Goal :: Count the lines in the data below that contain the string "trace", where case matters, and reply with only that number.

Exercise material ::

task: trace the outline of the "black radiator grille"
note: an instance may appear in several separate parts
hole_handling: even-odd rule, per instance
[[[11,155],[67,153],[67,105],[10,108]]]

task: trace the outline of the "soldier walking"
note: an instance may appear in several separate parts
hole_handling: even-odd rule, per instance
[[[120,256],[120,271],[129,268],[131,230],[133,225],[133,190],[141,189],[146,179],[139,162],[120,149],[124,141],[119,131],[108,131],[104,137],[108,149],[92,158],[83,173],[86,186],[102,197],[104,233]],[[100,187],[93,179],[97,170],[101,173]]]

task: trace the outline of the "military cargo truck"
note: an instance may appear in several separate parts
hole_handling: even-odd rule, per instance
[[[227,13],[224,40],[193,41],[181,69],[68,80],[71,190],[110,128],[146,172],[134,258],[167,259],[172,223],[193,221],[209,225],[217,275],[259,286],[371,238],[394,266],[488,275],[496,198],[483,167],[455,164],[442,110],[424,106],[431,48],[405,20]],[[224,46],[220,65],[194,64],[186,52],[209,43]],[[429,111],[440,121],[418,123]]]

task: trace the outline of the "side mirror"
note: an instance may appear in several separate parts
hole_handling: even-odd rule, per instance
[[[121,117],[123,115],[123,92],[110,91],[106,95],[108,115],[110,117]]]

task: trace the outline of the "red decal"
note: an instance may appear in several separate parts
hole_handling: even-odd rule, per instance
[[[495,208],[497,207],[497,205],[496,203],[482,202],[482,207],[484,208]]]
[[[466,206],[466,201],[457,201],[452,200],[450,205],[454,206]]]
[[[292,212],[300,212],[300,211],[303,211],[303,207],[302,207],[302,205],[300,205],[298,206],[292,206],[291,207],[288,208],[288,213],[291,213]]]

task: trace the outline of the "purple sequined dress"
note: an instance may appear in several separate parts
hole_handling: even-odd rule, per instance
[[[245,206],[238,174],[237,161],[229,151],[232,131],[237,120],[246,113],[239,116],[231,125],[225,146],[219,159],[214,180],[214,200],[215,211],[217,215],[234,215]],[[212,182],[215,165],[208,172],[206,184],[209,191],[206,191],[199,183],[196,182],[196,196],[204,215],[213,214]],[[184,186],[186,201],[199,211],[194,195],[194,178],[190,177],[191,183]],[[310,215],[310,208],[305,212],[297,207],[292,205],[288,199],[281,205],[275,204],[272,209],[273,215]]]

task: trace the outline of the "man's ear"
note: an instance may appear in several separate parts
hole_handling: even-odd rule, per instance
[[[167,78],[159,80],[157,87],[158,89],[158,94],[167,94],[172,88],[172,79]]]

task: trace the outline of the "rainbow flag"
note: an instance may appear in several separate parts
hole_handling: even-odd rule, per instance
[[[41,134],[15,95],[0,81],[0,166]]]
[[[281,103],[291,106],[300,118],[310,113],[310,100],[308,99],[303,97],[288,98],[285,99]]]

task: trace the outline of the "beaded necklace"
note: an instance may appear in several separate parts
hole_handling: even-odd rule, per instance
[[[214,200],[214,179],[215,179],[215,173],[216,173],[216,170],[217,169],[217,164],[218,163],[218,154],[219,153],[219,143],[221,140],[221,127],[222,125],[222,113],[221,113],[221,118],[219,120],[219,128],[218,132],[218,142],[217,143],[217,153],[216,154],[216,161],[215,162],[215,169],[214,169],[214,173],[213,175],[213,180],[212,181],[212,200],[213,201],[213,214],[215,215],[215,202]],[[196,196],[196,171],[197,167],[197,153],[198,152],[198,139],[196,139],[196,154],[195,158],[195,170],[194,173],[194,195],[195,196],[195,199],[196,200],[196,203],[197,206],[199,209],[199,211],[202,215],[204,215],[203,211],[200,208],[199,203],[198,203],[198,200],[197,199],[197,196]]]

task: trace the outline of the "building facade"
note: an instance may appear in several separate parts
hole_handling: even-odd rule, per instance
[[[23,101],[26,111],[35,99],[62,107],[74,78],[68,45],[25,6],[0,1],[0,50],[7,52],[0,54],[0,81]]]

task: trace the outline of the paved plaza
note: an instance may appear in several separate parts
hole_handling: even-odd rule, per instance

Output for this task :: 11